-- OBJECTIVE --
Continue the essay below on Joyce Carol Oates' "Four Summers," picking up right after its last sentence.

-- EXCERPT --

Joyce Carol Oates’ Four Summers follows Sissie and her
family as they age and mature. The story takes place in the same lakeside
tavern over four different summers throughout Sissie’s life.
The most revealing and pivotal
scene in the story, in my opinion, is the fourth and final summer. As she sits
in the bar, at this point married and pregnant, she gazes at her husband Jesse
and notes “Jesse is young, but the outline of what he will be is already in his
face.” (56) Through the first three summers at the bar, we see how Sissie and
her brothers love for her parents turns into a confused state of hatred,
primarily for her mother. So this line is rather shocking, reveling that
although Sissie has grown up and learned much about her parent’s character
through their interactions at this bar, she still is following the same path in
which she despises.
During the first summer, Sissie and
her brothers want nothing more then to go out on the lake in a rowboat. No
matter how many times they ask, their Dad continually ignores them and pushes
them away. He would rather drink and talk with the other people they are with.

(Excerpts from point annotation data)
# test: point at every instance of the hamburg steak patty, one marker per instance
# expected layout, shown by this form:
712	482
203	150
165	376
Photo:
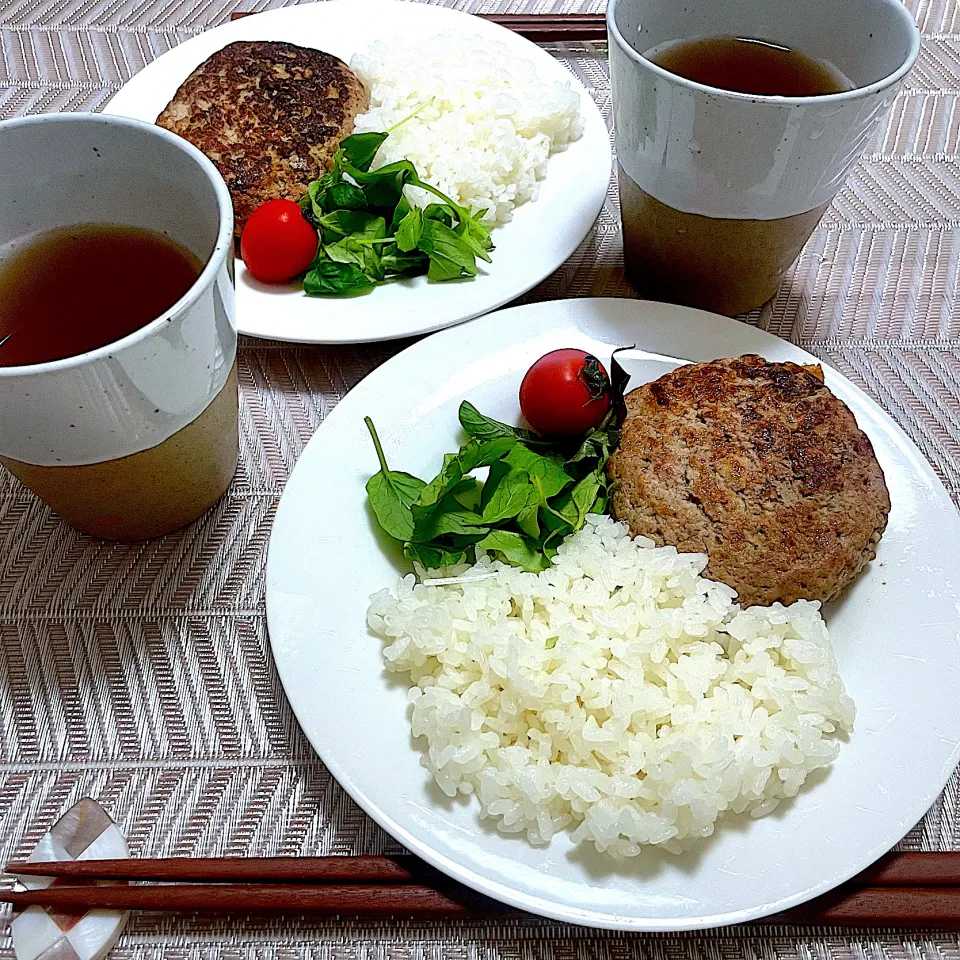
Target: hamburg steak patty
759	466
270	115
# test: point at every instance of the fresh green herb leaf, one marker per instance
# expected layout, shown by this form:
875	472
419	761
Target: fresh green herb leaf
480	427
476	236
344	196
528	521
327	278
349	203
515	549
392	494
450	257
409	231
512	495
441	212
548	469
359	149
432	557
346	223
400	264
448	517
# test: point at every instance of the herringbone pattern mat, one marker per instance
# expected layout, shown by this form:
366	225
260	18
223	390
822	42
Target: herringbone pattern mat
141	674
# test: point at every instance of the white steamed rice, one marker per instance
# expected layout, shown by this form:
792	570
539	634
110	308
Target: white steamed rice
487	125
618	692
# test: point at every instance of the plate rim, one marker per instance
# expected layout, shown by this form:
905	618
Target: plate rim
589	211
497	889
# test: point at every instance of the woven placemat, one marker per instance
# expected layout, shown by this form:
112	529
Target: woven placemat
141	674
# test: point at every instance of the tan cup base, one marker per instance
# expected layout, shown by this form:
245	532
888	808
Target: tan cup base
727	266
152	492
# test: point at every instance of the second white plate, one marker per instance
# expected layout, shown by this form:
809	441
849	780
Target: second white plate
894	633
541	236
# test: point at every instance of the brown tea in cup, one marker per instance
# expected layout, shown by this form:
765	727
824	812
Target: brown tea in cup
736	125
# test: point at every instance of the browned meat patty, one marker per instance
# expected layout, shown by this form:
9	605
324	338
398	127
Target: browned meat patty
759	466
270	116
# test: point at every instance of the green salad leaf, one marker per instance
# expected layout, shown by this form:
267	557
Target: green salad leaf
371	234
536	492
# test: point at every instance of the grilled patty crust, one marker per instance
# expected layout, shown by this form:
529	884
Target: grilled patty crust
270	115
759	466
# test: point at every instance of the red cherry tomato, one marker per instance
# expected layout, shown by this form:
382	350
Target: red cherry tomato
277	243
566	392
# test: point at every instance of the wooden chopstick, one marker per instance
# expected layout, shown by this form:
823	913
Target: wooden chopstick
901	889
909	869
540	27
353	899
349	870
929	907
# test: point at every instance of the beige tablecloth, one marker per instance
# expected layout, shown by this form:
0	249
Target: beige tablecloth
141	674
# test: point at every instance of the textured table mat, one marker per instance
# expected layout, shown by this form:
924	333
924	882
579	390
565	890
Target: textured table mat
141	674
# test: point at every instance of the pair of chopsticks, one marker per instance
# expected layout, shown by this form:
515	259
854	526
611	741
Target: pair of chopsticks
539	27
900	890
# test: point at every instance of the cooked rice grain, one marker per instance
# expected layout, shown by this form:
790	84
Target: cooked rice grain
486	123
618	692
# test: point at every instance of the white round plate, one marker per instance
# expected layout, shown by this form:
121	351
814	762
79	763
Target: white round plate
541	236
895	634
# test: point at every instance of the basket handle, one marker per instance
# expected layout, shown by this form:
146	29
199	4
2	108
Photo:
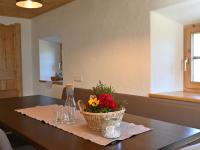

-- REPLY --
Toward the end of the first summer we learn that the lake is filled with some
sort of “scum.” I interpreted the scum that fills the lake as a symbol and
metaphor for alcoholism and side effects it brings upon Sissies’ family. This
metaphor is played out as a bird becomes trapped in the scum and cannot free
itself and fly away. One by one, kids begin throwing rocks at the bird, and
Frank hits the bird on its head, ultimately killing it.
As her father continuously drinks,
ignoring his children, we hear Jerry say “All he does is drink.. I hate him,
I’d wish he’d die.” And we later learn that their Father dies and untimely
death due to a factory accident. Sissie says “At night I hold Jesse, thinking
of my father and what happened to him—all that drinking..” (55). Although the
factory accident is not directly attributed to alcoholism, it can be inferred,
and even it is not, Sissies’ fathers alcohol abuse pushed him further and
further away from his kids.
Why does Sissie love Jesse if she
sees the same qualities of her father in him that hurt their entire family? At
one point Sissie even states “Why did I marry Jesse?” (55). Sissie herself is
symbolically trapped in the scum of the lake, unable to fly away and free
herself from a similar fate her parents faced. Despite the insight Sissie
reveals through out the story and apparent maturity and understanding of her
surroundings, we are left seeing her helplessly turn into her mother, like the
bird stuck in the scum.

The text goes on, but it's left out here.